▶ _PROBLEM STATEMENT_
Rewrite the text on cheese prices starting at "My guess is" and ending at "amazed by it.", changing "audacity" to "nerve".

▶ _GIVEN TEXT_

--- START ---

The wife asked me to drop by the store this evening and pick up a gallon of milk and some cheese slices, the latter for the hamburgers she plans to cook tomorrow. So I hobbled my way into the store — my knee surgery was only a week ago and the knee is still pretty weak, but I’m managing to get around — and when I reached the fridge with the Kraft American Singles in it I had to decide if I wanted 16 slices or 24. Now this is pretty basic cheese we’re dealing with and the only difference between the two packages was the number of slices with one having an extra 8 in it. There’s not a lot else to base the purchase decision on.
Or so I thought.
Turns out there was one other thing to consider and that was the price. There’s quite a difference in cost between 16 and 24 slices of Kraft American Singles. You see, the price for 16 slices was $2.49 and the price for 24 slices is $4.89. That’s nearly a doubling of the cost for only half as much extra cheese. If I were to buy two 16 packs I’d spend $4.98 and I’d have 32 slices of cheese so why was the 24 slice package priced a mere 9¢ cheaper?
Was there something particularly amazing about those extra eight slices that justified nearly doubling the price over the 16 slice package? Had they been hand dipped in cognac or cocaine prior to packaging? Did they come with a secret decoder ring? Were they simply more cheesier than the first 16 slices? What the fucking fuck?
My guess is they were counting on folks to look more closely at the number of slices than at the cost of the slices themselves. At $2.49 for 16 slices you’re paying around 16¢ a slice and at $4.89 for 24 slices that price per slice jumps to 20¢. Ah, but you only have to carry one item to have 24 instead of two items to have 32. I guess that 4¢ difference in the cost of slices was for the convenience factor.
It probably says something that I sat down and calculated all of that out. Or that it was obvious enough to me while standing in the store that I paused long enough to be boggled by the audacity of it. I don’t often notice such things, but when I do I’m always amazed by it.

--- END ---

▶ _DATA TO EXAMINE_
--- START ---

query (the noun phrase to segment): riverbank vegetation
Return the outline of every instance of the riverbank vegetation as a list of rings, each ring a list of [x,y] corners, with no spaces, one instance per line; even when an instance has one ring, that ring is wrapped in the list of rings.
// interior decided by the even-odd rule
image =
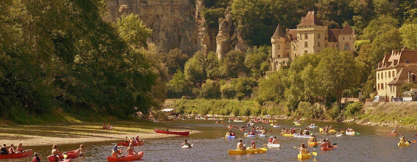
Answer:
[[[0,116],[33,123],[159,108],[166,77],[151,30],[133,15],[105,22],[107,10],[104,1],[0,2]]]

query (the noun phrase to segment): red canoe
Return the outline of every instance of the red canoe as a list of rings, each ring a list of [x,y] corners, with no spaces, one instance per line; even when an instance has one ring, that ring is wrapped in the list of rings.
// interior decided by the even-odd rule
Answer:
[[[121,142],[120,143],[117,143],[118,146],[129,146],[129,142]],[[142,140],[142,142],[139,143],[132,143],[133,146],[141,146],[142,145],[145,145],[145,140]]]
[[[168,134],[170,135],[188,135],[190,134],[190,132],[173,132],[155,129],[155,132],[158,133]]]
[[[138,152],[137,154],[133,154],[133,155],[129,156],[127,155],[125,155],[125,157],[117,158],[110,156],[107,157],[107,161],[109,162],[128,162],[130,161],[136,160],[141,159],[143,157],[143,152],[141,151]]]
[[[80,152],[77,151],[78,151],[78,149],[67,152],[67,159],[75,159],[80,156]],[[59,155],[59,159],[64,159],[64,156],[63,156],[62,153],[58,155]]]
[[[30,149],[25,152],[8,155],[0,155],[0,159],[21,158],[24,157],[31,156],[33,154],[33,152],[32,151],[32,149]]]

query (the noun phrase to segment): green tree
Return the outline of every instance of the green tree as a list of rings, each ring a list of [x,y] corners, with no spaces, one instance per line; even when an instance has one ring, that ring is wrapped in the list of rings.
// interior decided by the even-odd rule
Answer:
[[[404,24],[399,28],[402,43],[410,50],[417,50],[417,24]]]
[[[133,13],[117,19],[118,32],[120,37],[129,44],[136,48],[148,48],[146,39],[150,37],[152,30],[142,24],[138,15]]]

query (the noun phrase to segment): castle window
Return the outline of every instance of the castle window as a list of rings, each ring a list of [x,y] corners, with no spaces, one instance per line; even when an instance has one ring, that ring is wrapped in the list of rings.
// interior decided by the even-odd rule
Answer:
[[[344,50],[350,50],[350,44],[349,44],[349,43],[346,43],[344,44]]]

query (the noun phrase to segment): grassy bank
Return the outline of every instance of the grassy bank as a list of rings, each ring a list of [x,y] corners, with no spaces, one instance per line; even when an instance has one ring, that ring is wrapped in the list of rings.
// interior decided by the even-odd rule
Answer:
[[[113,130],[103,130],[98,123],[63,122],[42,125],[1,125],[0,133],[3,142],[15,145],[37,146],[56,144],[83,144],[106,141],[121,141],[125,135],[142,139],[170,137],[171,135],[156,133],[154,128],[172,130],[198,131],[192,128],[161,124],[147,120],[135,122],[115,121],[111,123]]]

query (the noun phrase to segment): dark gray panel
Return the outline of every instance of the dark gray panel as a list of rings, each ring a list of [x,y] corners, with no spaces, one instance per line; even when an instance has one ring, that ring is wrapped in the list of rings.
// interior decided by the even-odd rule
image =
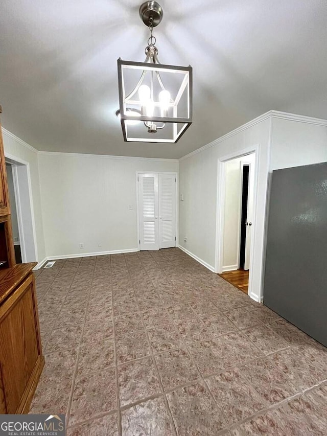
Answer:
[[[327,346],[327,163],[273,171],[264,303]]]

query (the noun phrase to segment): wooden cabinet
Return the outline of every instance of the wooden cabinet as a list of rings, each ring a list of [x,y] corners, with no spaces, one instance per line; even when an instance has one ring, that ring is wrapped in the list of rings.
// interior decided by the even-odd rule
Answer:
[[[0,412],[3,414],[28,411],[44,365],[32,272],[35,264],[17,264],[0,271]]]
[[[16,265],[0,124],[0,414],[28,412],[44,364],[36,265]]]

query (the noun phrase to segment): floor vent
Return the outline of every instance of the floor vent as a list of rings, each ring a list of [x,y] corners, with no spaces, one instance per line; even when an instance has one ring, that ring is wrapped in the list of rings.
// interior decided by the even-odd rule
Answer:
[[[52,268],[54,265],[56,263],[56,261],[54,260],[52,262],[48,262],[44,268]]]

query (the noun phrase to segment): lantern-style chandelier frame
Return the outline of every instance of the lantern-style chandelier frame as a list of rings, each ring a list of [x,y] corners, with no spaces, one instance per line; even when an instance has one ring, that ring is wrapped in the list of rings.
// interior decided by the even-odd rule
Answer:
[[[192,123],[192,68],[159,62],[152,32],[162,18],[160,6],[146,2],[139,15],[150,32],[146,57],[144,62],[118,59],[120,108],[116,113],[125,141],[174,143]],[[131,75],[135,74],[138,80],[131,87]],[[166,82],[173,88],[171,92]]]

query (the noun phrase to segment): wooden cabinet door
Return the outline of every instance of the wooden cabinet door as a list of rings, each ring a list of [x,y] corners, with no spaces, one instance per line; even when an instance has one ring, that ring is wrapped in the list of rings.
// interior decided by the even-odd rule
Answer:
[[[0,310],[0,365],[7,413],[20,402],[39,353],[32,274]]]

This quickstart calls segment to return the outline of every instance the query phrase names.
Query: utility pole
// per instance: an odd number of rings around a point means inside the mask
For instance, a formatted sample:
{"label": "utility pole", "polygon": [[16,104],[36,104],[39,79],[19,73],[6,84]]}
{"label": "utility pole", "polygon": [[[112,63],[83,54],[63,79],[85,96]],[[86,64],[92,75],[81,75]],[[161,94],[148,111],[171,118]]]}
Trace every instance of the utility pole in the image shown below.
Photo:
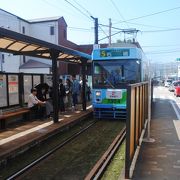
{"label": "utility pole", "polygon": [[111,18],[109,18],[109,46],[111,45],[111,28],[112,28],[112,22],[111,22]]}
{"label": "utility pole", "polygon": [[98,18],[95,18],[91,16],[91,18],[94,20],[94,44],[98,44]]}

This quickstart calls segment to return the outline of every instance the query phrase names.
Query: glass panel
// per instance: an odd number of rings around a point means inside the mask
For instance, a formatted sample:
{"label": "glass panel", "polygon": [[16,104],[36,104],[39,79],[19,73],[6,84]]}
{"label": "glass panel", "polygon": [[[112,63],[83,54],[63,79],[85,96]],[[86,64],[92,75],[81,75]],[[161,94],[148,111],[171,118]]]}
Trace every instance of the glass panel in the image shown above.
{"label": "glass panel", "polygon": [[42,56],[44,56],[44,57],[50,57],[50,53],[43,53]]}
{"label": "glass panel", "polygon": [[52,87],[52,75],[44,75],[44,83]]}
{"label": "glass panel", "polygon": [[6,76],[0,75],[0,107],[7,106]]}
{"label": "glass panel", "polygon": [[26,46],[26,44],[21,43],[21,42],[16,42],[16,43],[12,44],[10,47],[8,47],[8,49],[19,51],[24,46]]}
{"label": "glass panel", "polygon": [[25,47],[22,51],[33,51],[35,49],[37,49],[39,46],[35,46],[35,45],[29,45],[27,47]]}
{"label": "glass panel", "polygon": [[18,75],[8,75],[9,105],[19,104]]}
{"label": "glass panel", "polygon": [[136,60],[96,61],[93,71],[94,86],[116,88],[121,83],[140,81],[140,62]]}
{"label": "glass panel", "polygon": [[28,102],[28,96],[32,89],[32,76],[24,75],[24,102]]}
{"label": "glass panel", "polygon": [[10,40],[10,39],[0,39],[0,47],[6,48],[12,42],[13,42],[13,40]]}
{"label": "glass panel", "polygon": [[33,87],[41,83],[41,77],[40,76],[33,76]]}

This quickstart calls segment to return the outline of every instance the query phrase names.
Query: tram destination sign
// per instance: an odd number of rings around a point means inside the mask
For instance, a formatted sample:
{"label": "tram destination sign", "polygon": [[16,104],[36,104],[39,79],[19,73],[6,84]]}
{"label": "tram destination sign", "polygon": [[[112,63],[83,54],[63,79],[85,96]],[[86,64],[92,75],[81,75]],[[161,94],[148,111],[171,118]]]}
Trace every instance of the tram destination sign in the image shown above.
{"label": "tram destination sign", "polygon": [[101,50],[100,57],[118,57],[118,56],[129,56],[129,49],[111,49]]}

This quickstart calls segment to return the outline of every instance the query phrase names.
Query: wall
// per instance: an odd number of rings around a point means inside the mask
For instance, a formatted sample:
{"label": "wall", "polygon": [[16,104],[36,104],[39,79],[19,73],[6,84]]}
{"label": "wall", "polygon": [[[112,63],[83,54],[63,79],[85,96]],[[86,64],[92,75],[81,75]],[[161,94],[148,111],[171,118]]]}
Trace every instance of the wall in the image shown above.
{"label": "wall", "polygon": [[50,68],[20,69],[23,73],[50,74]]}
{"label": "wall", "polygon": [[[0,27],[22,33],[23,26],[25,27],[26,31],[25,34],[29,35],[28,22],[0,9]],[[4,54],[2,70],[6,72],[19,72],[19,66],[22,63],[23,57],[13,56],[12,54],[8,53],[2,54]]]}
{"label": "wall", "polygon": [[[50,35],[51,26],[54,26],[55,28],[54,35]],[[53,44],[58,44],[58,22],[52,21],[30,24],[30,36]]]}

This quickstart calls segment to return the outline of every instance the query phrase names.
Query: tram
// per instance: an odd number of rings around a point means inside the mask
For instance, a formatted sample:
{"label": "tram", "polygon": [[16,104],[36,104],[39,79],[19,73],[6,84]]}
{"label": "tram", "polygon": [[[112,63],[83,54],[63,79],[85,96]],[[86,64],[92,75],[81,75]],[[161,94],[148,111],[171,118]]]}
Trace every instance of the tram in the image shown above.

--- END ---
--- START ---

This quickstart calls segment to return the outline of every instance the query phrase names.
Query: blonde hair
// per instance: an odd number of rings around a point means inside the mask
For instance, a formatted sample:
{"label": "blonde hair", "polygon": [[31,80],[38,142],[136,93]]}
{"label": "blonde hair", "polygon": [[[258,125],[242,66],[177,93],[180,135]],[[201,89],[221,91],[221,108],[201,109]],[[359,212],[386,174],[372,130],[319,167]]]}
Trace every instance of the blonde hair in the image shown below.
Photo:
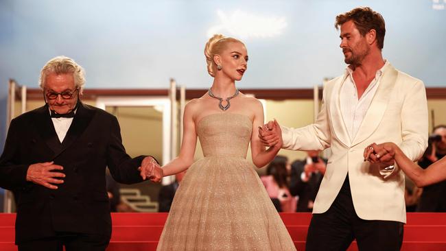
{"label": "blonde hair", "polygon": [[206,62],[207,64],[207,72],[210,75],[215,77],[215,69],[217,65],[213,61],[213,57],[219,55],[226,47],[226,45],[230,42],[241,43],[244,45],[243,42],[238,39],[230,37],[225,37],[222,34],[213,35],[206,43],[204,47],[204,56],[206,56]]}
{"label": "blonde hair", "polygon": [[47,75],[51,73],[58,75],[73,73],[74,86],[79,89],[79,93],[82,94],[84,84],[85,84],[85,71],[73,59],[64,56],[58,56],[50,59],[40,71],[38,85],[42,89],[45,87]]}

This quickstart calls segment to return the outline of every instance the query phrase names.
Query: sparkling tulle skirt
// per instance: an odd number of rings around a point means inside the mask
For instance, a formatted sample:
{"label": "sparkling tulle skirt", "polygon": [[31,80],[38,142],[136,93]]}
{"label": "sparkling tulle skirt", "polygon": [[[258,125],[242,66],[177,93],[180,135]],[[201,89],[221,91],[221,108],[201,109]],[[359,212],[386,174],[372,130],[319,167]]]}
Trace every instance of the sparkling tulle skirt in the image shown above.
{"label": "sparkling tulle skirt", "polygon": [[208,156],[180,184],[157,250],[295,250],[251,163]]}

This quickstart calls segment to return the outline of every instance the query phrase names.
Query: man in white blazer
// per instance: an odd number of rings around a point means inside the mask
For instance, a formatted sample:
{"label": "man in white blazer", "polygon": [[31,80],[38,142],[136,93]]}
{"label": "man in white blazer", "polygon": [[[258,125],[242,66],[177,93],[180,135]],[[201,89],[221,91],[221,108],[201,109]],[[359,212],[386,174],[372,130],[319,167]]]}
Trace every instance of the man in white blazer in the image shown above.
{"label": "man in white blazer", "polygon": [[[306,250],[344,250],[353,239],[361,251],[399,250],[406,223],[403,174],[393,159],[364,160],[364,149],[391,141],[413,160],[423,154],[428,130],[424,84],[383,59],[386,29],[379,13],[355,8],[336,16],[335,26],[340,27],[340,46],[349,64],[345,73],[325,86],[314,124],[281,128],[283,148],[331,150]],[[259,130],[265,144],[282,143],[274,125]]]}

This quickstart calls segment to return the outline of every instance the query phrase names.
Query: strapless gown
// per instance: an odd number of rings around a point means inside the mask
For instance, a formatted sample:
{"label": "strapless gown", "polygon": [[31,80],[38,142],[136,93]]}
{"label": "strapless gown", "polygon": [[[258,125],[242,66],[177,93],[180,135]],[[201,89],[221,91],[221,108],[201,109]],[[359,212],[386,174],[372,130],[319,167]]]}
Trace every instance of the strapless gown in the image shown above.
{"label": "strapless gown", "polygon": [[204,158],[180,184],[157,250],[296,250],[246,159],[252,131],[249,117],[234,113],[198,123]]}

--- END ---

▶ _WRITTEN RESPONSE_
My guess is they were counting on folks to look more closely at the number of slices than at the cost of the slices themselves. At $2.49 for 16 slices you’re paying around 16¢ a slice and at $4.89 for 24 slices that price per slice jumps to 20¢. Ah, but you only have to carry one item to have 24 instead of two items to have 32. I guess that 4¢ difference in the cost of slices was for the convenience factor.
It probably says something that I sat down and calculated all of that out. Or that it was obvious enough to me while standing in the store that I paused long enough to be boggled by the nerve of it. I don’t often notice such things, but when I do I’m always amazed by it.